# [Task prompt]
Carry on the news article about Juicyway's $3 million pre-seed funding, starting right after its final sentence.

# [Source passage]
Connect with us

Economy

Juicyway Raises $3m for Affordable Cross-Border Payments

Published

on

Juicyway Founders Justin Ziegler Ife Johnson

By Adedapo Adesanya

Payment startup using stablecoin technology to transform cross-border payments, Juicyway, has launched out of stealth mode and announced a $3 million pre-seed to transform payments by expanding its team, advancing its technology, and eventual entry into new markets.

The round was led by P1 Ventures, with participation from Ventures Platform, Future Africa, Magic Fund, Andrew Alli, Gbenga Oyebode, Tunde Folawiyo, Microtraction, and others.

Founded in 2021 by Mr Ife Johnson and Mr Justin Ziegler, Juicyway enables individuals and businesses to send, receive, and process payments globally. The platform supports fiat currencies like the Nigerian Naira (NGN), US Dollar (USD), and Canadian Dollar (CAD), as well as cryptocurrency transactions.

As the creators of Nigeria’s price discovery engine, Naira Rates, Juicyway facilitates remittances and provides access to FX through various payment channels. It offers multicurrency accounts and access to a liquidity pool for local and international payments at competitive rates.

Licensed in Nigeria, Canada, the USA, and the UK, Juicyway has processed $1.3 billion across 25,000 transactions, and 4,000 customers, Juicyway has proven its value and efficiency. Trusted by prominent brands like Bolt, IHS, Piggyvest, Mocoh SA, Bamboo, and Afriex, the company also partners with Access Bank for remittance services.

Juciyway will be seeking to address high remittance fees by leveraging stablecoin technology to enable fast, affordable global money transfers with 24/7 execution and settlement.

According to a statement, Juicyway wants to simplify money movement while ensuring market-driven pricing in Africa where remittance fees average 13 per cent on $200 transfers as of Q4 2023.

In 2023 alone, Africa received an estimated $90.2 billion in remittances, accounting for 5.2 per cent of GDP and nearly double the amount of overseas aid.

Through its web and mobile apps and APIs, it will display real-time rates based on what other users are willing to pay.

The platform will also create a liquid ecosystem, lower remittance costs, and empower users to trade confidently, allowing greater financial inclusion.

# [Dataset content]
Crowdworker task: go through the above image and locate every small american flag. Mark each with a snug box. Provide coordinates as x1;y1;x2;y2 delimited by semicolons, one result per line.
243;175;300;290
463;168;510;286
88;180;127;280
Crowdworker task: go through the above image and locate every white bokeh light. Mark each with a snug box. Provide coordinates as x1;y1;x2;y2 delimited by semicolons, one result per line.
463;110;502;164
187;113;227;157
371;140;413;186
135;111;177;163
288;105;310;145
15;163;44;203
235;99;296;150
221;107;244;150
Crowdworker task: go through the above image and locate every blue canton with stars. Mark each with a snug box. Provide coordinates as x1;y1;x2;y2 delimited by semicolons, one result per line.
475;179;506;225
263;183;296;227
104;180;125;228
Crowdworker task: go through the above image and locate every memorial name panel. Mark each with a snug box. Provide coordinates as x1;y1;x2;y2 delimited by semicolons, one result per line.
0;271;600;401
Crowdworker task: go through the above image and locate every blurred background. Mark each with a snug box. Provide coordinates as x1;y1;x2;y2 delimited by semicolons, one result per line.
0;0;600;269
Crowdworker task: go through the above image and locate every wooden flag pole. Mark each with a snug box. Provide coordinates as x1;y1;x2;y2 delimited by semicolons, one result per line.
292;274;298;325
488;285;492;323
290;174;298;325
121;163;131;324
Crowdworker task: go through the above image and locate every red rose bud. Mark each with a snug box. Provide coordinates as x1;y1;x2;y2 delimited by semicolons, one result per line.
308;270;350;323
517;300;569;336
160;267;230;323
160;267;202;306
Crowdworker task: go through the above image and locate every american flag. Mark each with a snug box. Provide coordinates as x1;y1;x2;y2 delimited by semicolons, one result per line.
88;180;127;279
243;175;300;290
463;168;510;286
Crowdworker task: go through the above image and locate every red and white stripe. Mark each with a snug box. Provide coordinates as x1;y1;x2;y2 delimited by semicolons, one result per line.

# [The output]
Speaking on the round, Mr Johnson said, “Africa contributes less than 1% to the $5 trillion global currency market, partly because there’s no liquidity for intra-African currency pairs. The old systems weren’t built to support this. Over the next three years, we want to be the platform where Nigerians and eventually the whole of Africa, and those doing business on the continent can easily convert African currencies to local ones and back.

“Our ultimate goal is to unlock liquidity for African currency pairs that currently have none. Stablecoin technology and our network model make this vision achievable by enabling fast and efficient money movement. Without it, we’d still be in pursuit of this goal, but it would be far harder to achieve.”

Also commenting on the fundraise, Mr Justin Ziegler Co-Founder and COO of Juicyway stated, “Juicyway’s goal is to build uninterrupted, cost-effective cross-border infrastructure that enables Africa to participate in the global economy on equal footing.

“Our growth in a short period of time reflects the underlying demand for better global payments. We’re proud to offer a solution that eliminates the need for businesses and individuals to juggle multiple platforms to manage their financial needs. This investment represents a milestone for our company, and we are grateful for the trust and commitment from our investors”.

The funding will drive Juicyway’s growth by supporting team expansion, technological advancements, and entry into new markets. The round includes the addition of Joshua Wasserman, a compliance and regulatory expert with experience at the U.S. Federal Deposit Insurance Corporation (FDIC) and a key leader in building compliance for Cash App.

Juicyway also welcomes Mr Idris Ibrahim, CRO of Juicyway, Mr Ridwan Otun, formerly with Bamboo and Smart Pension, and Mr Ukeoma Chukundah, ex-Klarna and Deimos, as key members of its engineering team.

Adedapo Adesanya is a journalist, polymath, and connoisseur of everything art. When he is not writing, he has his nose buried in one of the many books or articles he has bookmarked or simply listening to good music with a bottle of beer or wine. He supports the greatest club in the world, Manchester United F.C.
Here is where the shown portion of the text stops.